Trecho selecionado »
----------------------------------------

A eleição colocou o Congresso em clima de "fim de feira". O que antes era considerado um risco agora é admitido por líderes do Legislativo ouvidos pelo Estadão/Broadcast (sistema de notícias em tempo real do Grupo Estado): os parlamentares devem deixar a análise de projetos polêmicos e reformas estruturantes para o ano que vem, enquanto se concentram na disputa de outubro e tentam atrair votos em seus redutos políticos.
Além de novas reformas terem sido praticamente enterradas, pautas de interesse do presidente Jair Bolsonaro (PL) também têm sido deixadas pelo caminho. Na semana passada, o governo sofreu uma derrota dupla na Comissão de Constituição e Justiça (CCJ) do Senado - senadores esvaziaram a reunião do colegiado e derrubaram a votação da reforma tributária e do projeto que flexibiliza o porte e a posse de armas de fogo no País.
##RECOMENDA##O próprio funcionamento do Congresso Nacional está em marcha lenta, com a Câmara dos Deputados e o Senado permitindo registro de presença de forma virtual e sessões semipresenciais, em que os parlamentares não precisam estar em Brasília para participar. Com isso, muitos aproveitam para percorrer seus redutos, em ritmo de campanha.
Uma das prioridades de Bolsonaro, o chamado pacote ambiental, que inclui projetos sobre temas como regularização fundiária, agrotóxicos e mineração em terras indígenas, parou após pressão de ambientalistas e de artistas. O próprio presidente da República admitiu o clima desfavorável ao citar essas propostas e as reformas econômicas. "O Parlamento dificilmente vai avançar em qualquer pauta importante no corrente ano", disse Bolsonaro durante uma entrevista.
Mas não são apenas os projetos de interesse do Planalto que estão emperrados. A oposição também enfrenta dificuldades. Na Câmara, foi rejeitado na semana passada um requerimento de urgência para acelerar a tramitação do projeto das fake news, que criminaliza a disseminação de desinformação na internet e endurece regras para o funcionamento de redes sociais.

----------------------------------------

Instruções da tarefa » Segundo o texto sobre o Congresso em período eleitoral, em qual comissão do Senado o governo sofreu uma derrota dupla?

Entradas de dados armazenadas:
----------------------------------------

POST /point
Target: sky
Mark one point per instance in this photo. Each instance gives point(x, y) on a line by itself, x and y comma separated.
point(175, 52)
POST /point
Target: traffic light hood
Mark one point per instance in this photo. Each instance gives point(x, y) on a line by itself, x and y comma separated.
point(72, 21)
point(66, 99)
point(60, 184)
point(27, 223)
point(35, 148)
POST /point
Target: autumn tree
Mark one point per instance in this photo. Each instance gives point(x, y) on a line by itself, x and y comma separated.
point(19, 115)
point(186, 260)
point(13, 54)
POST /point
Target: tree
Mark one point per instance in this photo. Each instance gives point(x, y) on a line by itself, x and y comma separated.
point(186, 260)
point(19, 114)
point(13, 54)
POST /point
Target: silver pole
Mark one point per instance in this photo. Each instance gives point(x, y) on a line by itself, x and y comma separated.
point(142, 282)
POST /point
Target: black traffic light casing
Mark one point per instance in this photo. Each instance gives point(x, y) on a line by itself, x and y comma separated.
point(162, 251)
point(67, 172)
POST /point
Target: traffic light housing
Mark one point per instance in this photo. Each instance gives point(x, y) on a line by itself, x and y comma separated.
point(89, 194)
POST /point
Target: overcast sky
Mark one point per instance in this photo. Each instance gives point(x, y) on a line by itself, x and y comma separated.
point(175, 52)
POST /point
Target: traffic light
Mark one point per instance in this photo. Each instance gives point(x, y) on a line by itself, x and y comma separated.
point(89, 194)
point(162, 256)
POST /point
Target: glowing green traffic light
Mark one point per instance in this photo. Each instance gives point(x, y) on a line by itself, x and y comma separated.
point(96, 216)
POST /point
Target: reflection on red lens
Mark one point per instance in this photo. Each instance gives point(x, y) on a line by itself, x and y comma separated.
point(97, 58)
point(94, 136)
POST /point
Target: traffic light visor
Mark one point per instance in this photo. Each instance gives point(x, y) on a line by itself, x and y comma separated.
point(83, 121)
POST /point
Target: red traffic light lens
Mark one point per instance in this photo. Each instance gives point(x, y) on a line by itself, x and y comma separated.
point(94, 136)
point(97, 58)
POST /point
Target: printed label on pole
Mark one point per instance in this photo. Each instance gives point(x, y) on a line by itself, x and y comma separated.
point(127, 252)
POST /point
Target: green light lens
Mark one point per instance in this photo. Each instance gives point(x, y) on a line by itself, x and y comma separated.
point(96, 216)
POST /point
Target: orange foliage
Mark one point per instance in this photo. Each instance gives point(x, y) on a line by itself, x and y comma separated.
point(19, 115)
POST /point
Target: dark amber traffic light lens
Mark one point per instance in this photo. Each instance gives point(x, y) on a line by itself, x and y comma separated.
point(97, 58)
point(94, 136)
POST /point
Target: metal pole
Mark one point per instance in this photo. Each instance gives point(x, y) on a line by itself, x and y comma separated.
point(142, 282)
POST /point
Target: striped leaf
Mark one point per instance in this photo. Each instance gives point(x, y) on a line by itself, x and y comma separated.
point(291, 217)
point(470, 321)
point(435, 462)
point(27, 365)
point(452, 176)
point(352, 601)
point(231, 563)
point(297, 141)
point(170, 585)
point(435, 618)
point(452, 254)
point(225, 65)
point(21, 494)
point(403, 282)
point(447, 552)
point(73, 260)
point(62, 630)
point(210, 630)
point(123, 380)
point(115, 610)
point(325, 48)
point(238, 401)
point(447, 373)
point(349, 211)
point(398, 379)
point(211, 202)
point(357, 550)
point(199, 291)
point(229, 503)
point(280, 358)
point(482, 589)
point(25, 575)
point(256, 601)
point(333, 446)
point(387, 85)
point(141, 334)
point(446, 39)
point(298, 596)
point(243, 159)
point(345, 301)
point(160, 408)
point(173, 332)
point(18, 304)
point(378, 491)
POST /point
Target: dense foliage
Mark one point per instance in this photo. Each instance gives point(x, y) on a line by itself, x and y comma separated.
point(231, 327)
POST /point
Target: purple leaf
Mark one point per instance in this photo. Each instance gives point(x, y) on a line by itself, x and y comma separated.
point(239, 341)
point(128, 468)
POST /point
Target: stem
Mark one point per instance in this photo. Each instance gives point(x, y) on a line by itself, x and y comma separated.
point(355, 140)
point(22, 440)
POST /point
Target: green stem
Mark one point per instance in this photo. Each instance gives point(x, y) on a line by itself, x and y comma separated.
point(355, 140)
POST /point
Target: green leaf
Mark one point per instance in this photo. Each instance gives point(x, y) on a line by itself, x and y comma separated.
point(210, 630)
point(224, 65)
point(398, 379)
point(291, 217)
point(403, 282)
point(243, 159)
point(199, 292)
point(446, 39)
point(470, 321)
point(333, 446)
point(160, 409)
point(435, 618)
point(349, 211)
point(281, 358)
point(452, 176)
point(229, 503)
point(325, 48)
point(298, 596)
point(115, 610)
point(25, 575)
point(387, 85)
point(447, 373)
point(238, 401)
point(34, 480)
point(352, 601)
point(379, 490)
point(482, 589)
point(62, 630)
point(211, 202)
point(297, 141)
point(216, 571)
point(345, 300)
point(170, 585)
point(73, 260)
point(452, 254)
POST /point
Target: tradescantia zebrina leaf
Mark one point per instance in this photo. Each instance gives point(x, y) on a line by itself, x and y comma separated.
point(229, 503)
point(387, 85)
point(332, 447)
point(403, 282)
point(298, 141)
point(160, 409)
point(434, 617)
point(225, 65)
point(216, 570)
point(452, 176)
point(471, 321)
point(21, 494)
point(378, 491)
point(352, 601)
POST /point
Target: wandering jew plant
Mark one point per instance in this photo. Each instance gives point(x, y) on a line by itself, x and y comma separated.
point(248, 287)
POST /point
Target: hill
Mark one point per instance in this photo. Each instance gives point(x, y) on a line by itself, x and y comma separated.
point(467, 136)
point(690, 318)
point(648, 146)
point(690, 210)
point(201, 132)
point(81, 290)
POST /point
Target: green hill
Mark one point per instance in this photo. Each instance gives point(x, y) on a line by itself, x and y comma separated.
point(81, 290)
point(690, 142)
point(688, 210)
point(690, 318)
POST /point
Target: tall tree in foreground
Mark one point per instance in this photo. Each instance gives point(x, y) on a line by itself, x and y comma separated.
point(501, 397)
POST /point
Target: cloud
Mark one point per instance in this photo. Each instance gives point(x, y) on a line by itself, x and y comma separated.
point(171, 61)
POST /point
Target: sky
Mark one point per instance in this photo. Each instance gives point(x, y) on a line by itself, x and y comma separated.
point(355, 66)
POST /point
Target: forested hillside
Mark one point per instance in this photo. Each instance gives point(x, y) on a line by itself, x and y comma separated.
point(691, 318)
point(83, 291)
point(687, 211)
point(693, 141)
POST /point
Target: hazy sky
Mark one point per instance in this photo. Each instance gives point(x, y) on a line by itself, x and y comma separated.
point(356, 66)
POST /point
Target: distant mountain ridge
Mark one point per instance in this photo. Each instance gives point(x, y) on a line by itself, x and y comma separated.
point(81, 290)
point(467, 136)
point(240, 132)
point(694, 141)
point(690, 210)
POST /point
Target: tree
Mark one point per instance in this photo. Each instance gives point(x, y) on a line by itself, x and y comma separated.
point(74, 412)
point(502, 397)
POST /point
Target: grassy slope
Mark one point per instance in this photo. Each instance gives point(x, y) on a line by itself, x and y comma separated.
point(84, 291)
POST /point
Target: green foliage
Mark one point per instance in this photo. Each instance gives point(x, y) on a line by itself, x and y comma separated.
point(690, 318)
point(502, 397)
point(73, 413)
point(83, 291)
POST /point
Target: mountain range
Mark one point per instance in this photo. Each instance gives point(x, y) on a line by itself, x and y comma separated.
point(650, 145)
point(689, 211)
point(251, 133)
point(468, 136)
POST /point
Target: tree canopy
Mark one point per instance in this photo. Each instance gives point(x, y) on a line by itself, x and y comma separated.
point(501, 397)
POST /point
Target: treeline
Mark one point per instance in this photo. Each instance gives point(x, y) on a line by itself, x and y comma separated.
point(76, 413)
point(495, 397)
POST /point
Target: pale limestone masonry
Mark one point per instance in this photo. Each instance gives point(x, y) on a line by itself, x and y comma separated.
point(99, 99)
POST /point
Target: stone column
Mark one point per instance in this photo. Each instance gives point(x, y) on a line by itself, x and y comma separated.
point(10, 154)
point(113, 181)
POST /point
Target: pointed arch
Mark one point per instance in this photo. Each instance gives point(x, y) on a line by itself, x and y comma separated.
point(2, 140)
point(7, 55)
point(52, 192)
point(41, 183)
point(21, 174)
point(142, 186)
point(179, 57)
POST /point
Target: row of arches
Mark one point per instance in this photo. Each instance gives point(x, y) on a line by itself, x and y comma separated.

----------------------------------------

Tarefa concluída » Na Comissão de Constituição e Justiça (CCJ) do Senado.